WHAT THIS TASK INVOLVES: Take every line from the data that has the word "instance" in it.

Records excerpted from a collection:
○ ○ ○ ○ ○ ○ ○
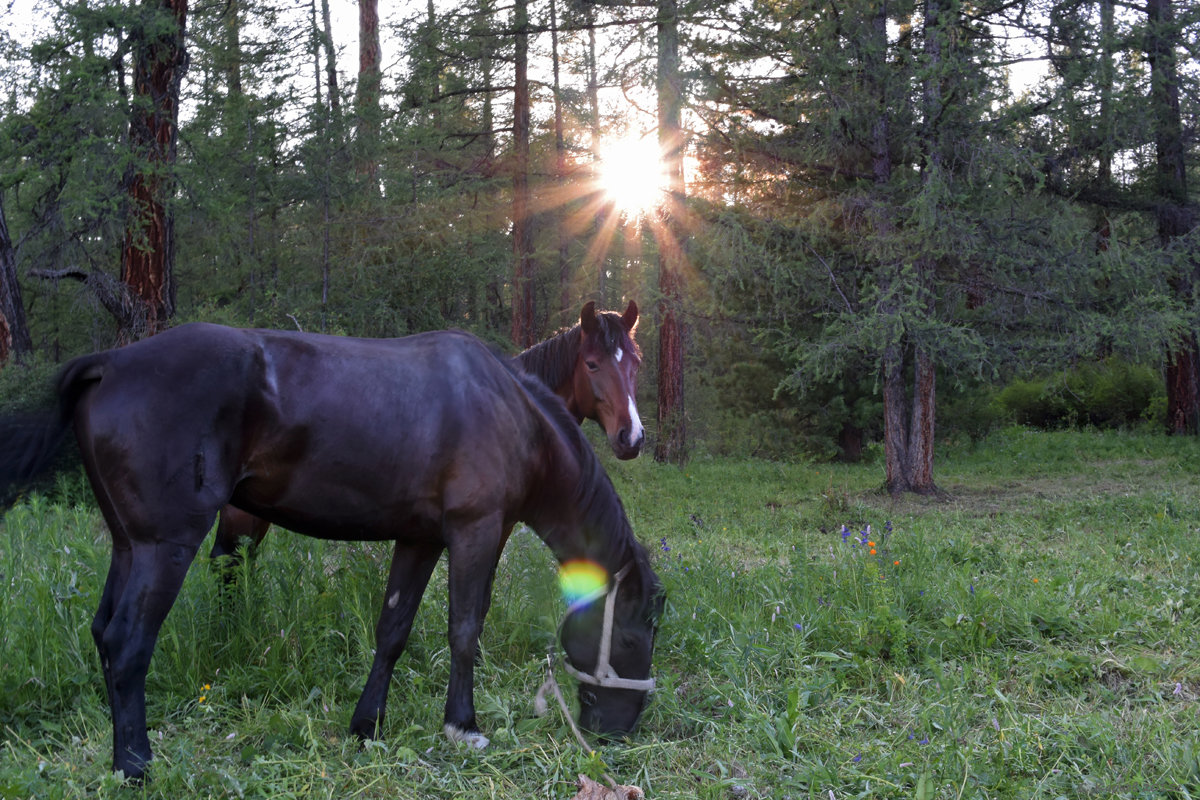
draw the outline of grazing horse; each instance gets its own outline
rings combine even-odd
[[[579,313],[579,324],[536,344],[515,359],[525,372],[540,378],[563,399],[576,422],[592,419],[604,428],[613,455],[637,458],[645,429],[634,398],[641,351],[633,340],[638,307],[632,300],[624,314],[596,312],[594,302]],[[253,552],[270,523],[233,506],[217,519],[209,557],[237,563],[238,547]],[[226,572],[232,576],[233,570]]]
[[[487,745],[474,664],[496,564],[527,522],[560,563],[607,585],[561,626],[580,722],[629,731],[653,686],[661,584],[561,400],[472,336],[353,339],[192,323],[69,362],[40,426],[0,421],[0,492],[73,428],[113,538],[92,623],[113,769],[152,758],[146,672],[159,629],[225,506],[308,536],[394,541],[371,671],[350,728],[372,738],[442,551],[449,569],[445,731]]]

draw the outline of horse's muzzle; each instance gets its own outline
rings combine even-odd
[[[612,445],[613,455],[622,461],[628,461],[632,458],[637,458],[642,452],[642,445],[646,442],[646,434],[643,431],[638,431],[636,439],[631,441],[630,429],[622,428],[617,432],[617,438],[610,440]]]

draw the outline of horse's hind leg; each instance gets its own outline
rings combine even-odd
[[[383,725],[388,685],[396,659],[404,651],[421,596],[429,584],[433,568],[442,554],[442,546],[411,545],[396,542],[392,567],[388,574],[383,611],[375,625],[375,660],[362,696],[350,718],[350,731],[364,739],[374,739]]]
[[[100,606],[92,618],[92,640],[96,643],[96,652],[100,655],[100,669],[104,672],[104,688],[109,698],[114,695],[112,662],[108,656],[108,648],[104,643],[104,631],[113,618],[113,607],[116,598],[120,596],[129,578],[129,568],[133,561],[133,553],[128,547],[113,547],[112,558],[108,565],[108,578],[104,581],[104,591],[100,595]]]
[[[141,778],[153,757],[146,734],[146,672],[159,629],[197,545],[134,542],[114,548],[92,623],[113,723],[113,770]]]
○ ○ ○ ○ ○ ○ ○
RESULT BELOW:
draw the outline of grazing horse; each instance gets its own outline
draw the outline of horse's muzzle; each instance gets its own outline
draw the outline of horse's hind leg; each instance gets its own outline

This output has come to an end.